What the task asks => Reproduce every line of the data, starting with the line that contains "Where can the baseball team" and going on through the line that contains "<point>204,297</point>". Offset each coordinate in the answer points by adding 147, and leave every other line and number unchanged.

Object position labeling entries
━━━━━━━━━━

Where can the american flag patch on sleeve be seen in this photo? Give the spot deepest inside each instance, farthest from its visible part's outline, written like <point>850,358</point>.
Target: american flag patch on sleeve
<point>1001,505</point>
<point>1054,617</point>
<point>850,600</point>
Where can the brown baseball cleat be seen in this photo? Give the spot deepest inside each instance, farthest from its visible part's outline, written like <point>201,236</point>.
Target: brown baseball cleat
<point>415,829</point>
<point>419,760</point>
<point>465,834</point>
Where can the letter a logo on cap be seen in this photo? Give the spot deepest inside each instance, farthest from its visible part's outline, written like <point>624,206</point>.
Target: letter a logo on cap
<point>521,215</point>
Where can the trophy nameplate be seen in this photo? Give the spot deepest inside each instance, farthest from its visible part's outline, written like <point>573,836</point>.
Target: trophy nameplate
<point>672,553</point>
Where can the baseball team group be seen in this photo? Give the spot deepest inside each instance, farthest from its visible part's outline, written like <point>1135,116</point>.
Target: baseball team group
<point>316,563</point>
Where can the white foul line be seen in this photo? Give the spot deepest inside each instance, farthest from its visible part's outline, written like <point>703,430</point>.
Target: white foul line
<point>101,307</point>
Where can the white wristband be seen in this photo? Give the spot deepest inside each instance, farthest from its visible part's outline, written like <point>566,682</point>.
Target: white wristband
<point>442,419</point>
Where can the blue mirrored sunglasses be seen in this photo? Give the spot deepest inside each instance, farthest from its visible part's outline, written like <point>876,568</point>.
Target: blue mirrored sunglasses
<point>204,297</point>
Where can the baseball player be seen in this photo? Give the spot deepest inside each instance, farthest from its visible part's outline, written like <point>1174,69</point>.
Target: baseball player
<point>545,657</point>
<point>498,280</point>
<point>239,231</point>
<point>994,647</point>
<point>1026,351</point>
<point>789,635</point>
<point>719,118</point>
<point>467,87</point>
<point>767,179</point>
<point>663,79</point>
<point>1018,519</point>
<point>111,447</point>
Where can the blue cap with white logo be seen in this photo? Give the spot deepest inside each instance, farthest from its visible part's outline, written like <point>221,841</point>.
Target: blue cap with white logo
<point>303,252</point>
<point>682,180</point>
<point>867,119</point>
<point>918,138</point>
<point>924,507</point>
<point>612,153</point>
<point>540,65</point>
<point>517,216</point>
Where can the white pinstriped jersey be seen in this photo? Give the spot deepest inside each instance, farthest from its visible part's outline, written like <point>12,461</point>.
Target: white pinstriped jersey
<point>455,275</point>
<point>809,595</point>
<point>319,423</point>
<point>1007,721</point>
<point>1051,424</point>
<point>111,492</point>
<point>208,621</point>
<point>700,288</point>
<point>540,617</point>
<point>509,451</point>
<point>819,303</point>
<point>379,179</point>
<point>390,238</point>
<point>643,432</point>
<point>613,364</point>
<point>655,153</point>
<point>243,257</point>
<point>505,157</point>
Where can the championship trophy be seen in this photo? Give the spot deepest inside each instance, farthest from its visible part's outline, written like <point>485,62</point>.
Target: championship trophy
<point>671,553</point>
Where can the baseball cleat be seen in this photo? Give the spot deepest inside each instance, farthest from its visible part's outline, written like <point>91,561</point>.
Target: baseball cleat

━━━━━━━━━━

The response =>
Where can the baseball team group be seen in this photo? Give the spot deepest inside each instance, farthest from its visible part's outline, written like <point>1135,116</point>.
Target: baseball team group
<point>463,710</point>
Where can the white foul line be seen in this photo? Give the spot deepest inside each instance, farthest from its visible part's outline, written like <point>703,430</point>.
Target: white foul line
<point>248,454</point>
Where can the white wristband be seen in this photo? Give the spot deepest inside each instance, farthest from its visible part's outline, written like <point>566,682</point>.
Target: white wristband
<point>589,566</point>
Where can the blue mirrored sunglasses be seen in this photo? Give the spot deepest inside each instance, farthest from its visible part's outline, written like <point>876,568</point>.
Target: blue mirrored sunglasses
<point>351,444</point>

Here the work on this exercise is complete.